EXERCISE
Return every line of the data below that includes the string "wrapped".

RECORDS PROVIDED
:::::

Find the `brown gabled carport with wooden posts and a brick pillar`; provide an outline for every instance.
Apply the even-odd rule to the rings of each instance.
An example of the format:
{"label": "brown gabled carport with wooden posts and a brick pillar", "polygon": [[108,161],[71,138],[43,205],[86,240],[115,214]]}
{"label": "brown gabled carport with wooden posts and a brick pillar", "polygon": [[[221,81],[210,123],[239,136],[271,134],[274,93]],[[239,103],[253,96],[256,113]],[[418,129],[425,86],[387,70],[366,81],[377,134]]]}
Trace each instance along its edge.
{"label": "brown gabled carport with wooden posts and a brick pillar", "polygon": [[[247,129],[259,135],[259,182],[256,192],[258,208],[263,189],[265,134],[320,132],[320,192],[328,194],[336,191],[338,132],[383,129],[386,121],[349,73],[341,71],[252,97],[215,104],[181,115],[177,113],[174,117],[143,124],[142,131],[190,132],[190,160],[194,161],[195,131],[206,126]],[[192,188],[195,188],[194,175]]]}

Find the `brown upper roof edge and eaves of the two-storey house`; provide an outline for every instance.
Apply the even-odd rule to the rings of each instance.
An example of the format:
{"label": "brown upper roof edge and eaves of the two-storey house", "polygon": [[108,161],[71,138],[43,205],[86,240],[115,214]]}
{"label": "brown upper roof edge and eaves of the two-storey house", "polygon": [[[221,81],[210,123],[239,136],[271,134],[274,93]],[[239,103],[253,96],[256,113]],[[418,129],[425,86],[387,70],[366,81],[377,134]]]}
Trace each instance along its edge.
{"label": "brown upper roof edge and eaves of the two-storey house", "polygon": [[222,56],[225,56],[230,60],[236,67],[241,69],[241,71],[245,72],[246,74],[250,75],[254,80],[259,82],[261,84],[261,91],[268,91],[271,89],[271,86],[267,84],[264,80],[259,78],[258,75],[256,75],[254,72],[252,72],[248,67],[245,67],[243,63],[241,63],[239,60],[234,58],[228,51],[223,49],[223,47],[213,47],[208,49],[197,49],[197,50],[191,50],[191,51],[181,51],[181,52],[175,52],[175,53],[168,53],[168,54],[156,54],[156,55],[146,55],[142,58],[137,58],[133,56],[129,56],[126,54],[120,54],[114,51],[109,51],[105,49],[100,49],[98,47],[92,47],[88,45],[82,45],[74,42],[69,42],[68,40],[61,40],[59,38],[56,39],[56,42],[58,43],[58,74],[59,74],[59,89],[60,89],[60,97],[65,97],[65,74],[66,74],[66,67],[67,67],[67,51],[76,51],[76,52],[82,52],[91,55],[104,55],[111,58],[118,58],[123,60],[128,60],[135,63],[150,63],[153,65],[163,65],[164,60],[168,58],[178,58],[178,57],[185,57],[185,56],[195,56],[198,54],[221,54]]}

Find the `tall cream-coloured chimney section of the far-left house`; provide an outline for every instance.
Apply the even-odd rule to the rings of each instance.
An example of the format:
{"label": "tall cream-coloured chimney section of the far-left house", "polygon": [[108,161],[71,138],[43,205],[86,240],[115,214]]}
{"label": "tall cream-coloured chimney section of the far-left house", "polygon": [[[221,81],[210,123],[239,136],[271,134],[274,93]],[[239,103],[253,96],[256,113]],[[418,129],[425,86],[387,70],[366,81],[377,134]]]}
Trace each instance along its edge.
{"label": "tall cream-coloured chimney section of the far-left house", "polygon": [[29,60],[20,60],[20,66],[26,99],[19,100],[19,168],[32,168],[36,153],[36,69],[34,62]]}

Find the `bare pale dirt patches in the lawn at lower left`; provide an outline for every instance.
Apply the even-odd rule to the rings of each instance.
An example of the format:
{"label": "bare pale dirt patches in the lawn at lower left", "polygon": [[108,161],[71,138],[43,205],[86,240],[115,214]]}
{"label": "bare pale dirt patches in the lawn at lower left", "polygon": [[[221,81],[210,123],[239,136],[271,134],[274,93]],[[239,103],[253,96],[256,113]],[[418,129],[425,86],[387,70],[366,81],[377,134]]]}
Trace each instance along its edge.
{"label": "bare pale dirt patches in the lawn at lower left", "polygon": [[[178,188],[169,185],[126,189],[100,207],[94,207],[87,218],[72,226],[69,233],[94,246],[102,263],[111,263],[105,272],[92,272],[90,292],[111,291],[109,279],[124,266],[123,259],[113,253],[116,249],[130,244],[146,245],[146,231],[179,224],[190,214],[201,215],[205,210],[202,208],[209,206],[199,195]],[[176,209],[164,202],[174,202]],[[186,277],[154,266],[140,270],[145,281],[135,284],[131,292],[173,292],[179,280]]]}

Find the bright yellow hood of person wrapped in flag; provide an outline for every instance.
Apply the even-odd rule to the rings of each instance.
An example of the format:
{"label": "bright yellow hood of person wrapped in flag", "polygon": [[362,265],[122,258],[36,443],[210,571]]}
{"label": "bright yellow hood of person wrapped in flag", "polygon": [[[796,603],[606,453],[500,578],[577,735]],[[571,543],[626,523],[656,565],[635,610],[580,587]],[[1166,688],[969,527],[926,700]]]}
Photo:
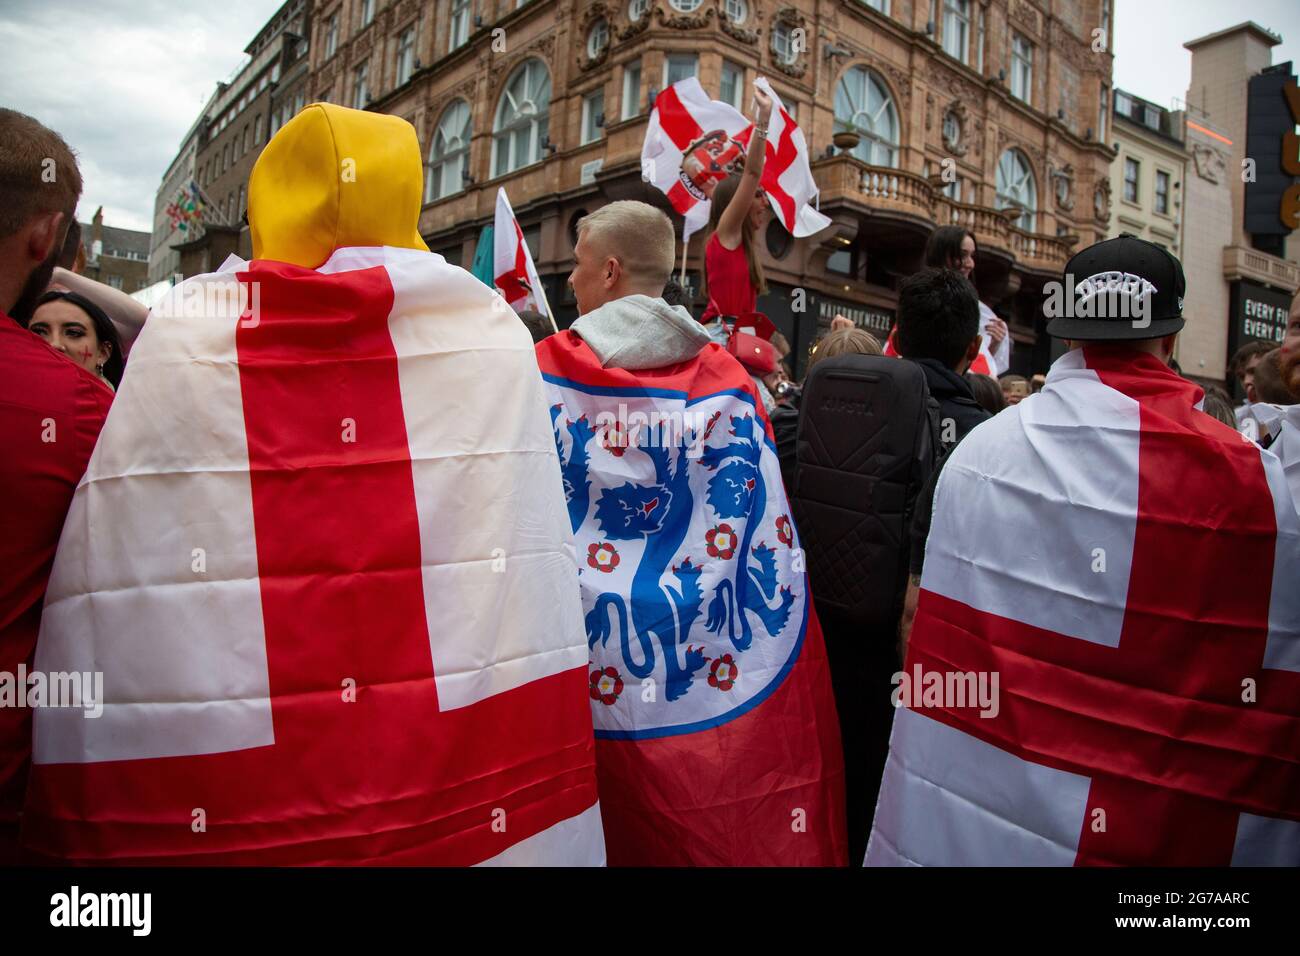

:::::

SOLVED PROBLEM
Find the bright yellow hood of person wrapped in flag; provide an outline for every instance.
{"label": "bright yellow hood of person wrapped in flag", "polygon": [[362,265],[122,258],[36,443],[210,571]]}
{"label": "bright yellow hood of person wrapped in flag", "polygon": [[[796,603],[606,453],[500,578],[577,735]],[[571,543],[626,523],[656,565],[635,610],[580,587]],[[1166,688],[969,527],[926,700]]]}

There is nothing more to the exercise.